§ Records supplied:
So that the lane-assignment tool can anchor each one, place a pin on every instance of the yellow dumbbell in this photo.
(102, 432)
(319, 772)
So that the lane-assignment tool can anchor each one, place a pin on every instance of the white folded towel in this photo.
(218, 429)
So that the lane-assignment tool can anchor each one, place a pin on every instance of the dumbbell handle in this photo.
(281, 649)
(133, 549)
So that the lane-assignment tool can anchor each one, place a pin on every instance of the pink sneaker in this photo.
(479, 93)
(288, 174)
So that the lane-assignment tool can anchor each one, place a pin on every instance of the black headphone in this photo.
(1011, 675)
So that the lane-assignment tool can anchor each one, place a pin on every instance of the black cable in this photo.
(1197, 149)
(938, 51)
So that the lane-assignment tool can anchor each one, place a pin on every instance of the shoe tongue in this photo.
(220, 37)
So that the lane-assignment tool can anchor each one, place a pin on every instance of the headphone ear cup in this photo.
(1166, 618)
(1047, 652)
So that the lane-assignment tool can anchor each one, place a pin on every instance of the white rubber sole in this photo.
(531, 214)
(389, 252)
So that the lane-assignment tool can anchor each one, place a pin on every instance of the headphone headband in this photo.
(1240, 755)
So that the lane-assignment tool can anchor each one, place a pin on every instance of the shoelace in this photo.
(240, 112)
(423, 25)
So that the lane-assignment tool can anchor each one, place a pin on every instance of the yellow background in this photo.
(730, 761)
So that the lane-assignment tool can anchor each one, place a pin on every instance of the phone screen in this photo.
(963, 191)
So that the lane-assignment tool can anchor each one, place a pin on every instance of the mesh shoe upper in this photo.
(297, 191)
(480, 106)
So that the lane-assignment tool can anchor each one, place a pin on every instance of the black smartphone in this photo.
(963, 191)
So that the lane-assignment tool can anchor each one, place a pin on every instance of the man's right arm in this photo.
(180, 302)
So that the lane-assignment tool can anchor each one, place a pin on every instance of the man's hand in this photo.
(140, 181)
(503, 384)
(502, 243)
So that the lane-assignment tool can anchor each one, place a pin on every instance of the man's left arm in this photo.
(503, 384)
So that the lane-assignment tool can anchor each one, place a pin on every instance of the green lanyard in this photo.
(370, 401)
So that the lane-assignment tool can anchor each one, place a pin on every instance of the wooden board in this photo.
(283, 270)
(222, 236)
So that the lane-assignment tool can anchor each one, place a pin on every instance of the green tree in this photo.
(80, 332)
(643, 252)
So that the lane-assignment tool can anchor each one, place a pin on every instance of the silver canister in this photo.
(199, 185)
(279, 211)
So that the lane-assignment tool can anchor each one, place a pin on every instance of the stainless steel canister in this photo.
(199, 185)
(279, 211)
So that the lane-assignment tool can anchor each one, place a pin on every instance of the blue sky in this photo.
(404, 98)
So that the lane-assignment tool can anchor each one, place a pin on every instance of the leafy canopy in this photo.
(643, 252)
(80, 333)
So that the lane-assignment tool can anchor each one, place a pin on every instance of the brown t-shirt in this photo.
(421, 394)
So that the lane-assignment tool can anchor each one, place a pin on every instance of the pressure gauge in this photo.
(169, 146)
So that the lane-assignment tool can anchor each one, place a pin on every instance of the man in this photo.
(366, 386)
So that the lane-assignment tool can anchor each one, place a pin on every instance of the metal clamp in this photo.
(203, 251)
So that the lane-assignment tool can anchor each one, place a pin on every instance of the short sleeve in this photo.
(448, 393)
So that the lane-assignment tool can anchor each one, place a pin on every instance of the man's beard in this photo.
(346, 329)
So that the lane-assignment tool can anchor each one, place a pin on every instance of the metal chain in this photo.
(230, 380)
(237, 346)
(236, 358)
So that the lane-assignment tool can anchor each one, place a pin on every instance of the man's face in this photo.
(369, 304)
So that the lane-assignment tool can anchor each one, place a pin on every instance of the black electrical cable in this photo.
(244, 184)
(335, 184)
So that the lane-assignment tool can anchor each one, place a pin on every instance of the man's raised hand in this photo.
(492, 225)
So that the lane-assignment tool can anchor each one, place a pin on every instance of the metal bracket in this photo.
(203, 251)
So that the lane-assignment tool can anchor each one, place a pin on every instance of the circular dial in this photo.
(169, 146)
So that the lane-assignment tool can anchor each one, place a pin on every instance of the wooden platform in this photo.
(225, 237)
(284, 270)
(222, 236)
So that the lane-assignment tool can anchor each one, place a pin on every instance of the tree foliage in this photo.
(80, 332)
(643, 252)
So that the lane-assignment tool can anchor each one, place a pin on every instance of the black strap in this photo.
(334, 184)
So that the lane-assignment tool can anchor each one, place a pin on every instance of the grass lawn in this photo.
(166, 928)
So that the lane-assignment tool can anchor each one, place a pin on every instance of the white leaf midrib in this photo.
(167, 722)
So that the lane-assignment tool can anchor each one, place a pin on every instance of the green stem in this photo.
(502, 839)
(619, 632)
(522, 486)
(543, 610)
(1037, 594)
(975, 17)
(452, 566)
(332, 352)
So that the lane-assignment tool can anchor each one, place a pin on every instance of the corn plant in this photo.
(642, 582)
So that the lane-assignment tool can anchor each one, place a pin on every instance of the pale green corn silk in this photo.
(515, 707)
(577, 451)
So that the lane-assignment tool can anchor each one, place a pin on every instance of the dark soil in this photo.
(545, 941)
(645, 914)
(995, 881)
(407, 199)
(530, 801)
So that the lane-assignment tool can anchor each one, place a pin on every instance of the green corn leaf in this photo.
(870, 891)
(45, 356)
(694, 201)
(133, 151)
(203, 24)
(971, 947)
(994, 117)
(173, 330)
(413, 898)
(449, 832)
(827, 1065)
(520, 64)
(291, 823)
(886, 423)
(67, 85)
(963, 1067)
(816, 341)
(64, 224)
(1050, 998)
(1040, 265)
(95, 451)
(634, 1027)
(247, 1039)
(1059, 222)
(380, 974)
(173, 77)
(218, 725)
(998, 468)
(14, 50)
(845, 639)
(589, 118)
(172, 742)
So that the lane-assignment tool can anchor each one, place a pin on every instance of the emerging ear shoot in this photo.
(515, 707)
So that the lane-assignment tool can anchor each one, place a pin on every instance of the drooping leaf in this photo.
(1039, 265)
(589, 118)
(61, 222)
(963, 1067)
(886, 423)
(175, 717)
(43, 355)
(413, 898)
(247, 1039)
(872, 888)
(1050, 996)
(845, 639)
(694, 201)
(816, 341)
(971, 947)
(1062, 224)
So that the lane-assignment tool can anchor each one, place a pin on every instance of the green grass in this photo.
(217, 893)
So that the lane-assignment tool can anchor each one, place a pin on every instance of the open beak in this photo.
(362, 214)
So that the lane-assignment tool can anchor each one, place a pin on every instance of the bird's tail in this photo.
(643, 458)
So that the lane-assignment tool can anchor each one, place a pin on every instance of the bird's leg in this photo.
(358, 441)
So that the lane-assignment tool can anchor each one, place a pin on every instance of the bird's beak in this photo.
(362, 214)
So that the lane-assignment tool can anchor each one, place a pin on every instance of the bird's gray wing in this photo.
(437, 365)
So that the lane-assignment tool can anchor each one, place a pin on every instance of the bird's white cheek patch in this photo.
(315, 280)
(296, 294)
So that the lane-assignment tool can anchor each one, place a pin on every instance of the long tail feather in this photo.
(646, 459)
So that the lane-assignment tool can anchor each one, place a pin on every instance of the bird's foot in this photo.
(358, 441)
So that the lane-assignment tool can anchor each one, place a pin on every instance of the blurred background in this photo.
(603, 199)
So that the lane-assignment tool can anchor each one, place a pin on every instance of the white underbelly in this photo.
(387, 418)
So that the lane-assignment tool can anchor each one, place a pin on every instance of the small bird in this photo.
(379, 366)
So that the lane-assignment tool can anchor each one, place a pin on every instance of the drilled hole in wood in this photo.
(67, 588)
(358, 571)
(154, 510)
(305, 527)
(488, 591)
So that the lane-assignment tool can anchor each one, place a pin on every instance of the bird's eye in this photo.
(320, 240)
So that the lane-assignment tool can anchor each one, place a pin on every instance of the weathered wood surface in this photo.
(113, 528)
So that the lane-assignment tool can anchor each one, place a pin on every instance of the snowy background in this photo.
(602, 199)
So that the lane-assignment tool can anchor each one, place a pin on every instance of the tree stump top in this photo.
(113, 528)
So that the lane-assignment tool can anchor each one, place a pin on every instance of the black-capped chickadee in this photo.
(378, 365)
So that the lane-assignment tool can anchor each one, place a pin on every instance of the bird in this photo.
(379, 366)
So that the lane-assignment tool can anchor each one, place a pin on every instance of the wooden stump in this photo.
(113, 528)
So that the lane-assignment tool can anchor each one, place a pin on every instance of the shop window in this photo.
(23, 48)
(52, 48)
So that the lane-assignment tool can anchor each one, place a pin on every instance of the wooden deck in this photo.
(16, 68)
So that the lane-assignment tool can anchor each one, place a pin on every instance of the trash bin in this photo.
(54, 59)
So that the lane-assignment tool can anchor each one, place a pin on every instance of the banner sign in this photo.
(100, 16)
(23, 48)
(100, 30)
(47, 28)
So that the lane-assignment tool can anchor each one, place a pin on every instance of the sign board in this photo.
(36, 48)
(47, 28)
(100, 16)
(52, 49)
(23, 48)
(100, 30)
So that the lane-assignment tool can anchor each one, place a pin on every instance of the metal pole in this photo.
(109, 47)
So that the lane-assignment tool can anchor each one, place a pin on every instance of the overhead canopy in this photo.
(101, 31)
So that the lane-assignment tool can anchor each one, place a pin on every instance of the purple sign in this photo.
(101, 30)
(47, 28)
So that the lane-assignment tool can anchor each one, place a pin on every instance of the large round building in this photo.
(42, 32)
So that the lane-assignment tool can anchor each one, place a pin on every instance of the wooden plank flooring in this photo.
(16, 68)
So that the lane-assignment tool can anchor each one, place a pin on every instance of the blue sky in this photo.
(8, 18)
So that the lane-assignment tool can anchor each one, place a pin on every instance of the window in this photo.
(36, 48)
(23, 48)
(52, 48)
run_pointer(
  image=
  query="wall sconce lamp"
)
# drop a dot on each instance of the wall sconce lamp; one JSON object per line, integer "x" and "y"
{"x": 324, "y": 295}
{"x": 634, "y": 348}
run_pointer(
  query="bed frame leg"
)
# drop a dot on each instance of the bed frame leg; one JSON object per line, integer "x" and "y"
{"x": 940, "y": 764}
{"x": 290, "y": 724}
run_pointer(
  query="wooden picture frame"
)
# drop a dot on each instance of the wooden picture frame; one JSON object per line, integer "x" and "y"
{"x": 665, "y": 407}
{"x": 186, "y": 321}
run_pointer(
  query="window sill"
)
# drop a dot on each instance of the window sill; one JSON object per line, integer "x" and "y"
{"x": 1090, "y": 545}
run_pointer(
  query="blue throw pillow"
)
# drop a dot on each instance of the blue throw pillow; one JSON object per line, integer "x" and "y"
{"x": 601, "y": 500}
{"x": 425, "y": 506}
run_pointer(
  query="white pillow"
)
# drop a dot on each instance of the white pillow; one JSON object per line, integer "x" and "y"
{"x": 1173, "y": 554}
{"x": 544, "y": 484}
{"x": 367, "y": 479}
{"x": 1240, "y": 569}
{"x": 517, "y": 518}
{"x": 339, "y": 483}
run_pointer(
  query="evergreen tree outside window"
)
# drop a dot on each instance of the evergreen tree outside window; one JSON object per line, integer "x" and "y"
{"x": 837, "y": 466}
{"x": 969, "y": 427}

§ Task brief: Scan the records for the word "query", and copy each line where it is found.

§ Output:
  query="wall sconce lamp"
  query="bed frame leg"
  query="wooden picture frame"
  query="window sill"
  query="blue throw pillow"
  query="white pillow"
  query="evergreen tree outside window"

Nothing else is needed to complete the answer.